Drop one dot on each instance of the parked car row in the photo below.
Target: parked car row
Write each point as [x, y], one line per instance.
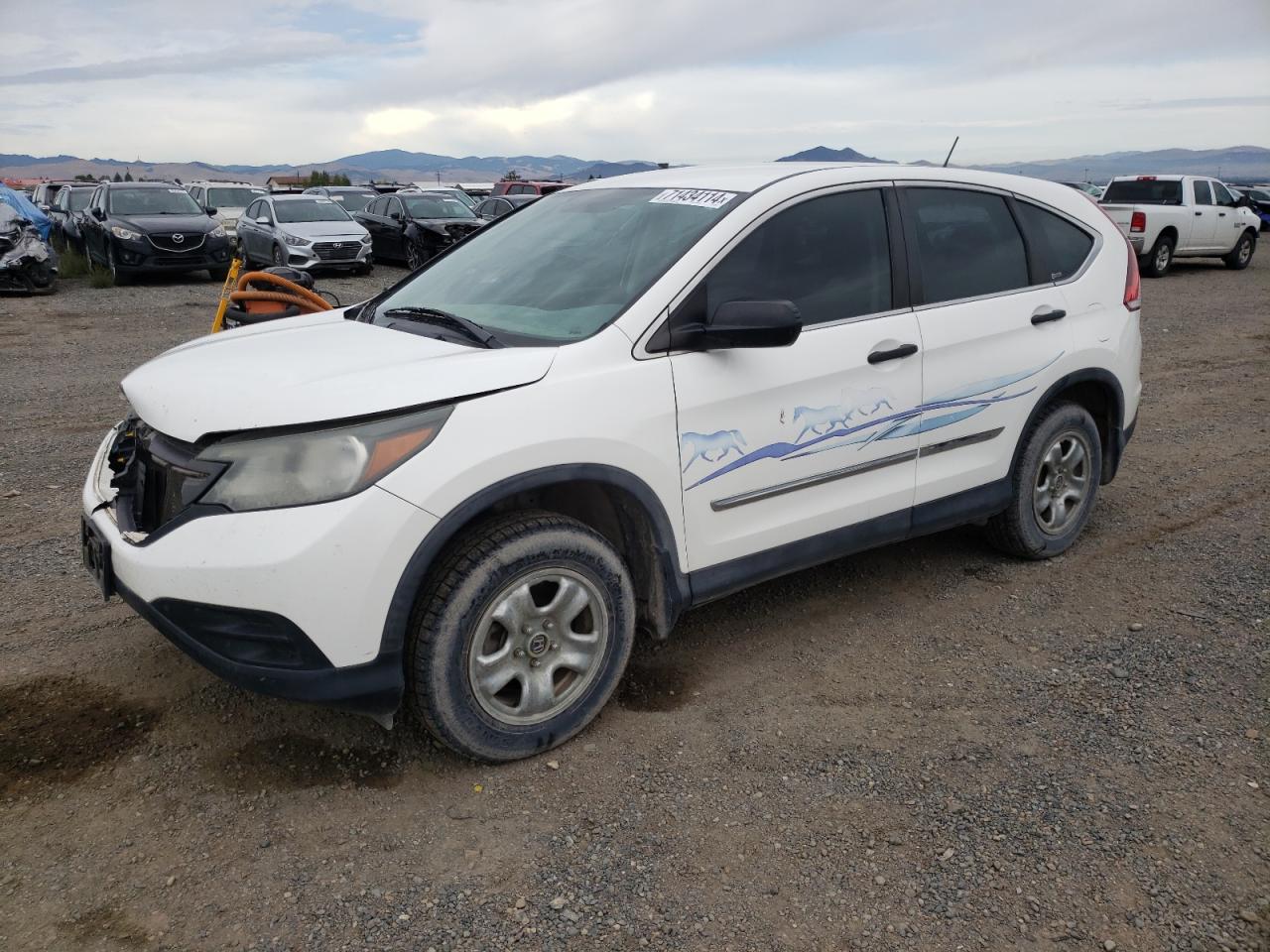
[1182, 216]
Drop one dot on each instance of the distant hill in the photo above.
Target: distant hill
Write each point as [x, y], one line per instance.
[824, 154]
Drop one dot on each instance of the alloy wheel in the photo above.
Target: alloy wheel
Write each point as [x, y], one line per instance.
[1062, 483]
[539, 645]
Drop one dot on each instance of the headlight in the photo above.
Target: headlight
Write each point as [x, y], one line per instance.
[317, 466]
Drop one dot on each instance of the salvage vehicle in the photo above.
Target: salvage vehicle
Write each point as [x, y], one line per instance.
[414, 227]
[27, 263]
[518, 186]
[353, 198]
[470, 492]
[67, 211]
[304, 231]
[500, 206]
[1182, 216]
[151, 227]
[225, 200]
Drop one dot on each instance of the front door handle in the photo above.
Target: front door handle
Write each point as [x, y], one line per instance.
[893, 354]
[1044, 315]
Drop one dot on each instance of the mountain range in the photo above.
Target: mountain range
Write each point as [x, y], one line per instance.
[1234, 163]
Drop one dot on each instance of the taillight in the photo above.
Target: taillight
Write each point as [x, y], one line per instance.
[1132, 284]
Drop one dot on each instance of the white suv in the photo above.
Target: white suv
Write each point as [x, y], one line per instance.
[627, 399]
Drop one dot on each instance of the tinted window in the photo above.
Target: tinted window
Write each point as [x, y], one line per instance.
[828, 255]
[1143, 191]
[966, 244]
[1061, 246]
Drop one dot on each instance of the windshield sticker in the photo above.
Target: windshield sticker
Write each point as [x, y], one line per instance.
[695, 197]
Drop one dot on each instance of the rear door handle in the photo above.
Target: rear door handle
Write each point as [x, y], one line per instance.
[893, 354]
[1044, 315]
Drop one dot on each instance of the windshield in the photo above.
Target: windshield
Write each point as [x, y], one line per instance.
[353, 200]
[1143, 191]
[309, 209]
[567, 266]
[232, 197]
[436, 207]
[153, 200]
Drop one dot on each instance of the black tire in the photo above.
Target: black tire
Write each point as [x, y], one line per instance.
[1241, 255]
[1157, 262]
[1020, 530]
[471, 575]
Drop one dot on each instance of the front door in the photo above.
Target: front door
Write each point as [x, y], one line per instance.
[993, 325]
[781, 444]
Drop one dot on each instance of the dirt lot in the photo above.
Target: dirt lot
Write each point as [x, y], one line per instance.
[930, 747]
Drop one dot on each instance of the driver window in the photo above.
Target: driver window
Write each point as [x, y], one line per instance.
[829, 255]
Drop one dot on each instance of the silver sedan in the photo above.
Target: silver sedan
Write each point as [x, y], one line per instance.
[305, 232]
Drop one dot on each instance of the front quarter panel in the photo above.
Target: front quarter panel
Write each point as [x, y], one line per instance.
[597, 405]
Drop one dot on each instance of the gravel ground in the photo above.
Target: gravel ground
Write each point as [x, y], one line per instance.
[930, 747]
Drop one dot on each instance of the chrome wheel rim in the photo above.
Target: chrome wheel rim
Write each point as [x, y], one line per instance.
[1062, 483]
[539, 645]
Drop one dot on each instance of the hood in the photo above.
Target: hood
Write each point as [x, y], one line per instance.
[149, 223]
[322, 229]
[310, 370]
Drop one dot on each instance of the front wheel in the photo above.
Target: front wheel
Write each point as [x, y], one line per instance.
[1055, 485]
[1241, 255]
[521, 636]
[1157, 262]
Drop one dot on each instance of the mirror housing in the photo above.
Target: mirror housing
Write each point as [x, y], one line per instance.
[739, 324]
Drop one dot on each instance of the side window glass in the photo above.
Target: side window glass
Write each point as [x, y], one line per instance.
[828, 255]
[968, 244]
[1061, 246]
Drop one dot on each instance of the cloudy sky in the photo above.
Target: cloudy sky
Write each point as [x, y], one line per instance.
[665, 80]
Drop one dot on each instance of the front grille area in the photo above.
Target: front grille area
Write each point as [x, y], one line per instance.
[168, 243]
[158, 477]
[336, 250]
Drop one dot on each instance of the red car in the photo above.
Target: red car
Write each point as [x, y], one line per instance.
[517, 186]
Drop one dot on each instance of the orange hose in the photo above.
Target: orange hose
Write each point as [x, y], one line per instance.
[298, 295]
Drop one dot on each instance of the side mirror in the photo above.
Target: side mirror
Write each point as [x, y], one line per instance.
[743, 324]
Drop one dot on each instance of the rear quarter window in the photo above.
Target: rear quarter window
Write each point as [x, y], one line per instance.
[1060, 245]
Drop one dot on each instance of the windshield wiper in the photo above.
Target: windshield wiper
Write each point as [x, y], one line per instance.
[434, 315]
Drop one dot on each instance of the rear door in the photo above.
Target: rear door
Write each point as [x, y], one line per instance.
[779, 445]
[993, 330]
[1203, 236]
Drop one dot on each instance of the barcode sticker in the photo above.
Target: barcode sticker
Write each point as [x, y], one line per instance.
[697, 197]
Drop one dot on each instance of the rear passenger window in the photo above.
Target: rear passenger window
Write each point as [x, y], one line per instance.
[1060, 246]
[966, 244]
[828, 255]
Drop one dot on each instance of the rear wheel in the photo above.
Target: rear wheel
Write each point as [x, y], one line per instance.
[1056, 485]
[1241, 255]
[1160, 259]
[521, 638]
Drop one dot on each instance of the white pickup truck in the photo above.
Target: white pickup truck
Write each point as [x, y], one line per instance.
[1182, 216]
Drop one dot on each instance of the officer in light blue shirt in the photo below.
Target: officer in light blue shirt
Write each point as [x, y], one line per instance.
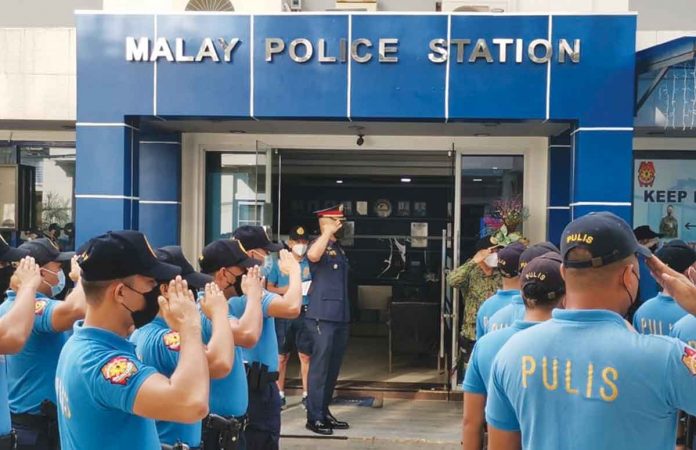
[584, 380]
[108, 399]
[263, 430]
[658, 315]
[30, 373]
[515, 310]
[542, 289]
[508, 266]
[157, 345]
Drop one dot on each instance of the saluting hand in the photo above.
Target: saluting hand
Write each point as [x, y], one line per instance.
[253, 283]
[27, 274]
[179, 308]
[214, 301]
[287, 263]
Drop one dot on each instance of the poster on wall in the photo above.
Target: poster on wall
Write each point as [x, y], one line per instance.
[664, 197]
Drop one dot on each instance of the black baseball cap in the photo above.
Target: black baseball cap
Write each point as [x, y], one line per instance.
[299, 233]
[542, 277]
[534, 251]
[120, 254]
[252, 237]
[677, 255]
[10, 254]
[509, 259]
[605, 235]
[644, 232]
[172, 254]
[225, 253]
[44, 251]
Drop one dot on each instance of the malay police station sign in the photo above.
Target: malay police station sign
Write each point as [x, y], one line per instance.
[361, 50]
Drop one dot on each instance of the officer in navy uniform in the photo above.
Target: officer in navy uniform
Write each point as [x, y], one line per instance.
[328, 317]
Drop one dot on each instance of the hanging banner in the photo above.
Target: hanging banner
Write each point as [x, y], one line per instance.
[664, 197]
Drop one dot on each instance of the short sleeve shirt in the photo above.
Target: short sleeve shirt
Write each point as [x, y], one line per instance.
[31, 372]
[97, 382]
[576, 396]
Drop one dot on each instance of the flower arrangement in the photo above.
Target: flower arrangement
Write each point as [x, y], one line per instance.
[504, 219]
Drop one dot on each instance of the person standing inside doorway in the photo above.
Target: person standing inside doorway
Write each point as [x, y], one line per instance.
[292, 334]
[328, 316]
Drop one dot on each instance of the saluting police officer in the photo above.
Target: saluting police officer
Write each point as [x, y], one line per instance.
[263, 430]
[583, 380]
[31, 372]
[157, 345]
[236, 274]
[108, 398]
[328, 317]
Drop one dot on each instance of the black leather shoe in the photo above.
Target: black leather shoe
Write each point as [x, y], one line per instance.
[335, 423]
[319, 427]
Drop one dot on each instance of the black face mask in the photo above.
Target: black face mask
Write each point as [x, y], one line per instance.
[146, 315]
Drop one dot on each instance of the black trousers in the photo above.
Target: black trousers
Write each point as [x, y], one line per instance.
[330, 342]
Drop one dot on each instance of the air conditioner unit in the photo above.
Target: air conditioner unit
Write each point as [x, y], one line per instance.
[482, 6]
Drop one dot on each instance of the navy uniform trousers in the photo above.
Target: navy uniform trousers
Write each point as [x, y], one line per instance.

**WHAT TO DO**. Repeat the lines above, starting at the first and stopping after the line that holds "Target: distant hill", with the pictures left out.

**TASK RESPONSE**.
Drop one dot on each instance of the parked car row in the photo below.
Target: parked car row
Write each point as [x, y], one line per instance.
[1182, 216]
Drop one dot on each instance of the distant hill in the photo above.
Target: distant hill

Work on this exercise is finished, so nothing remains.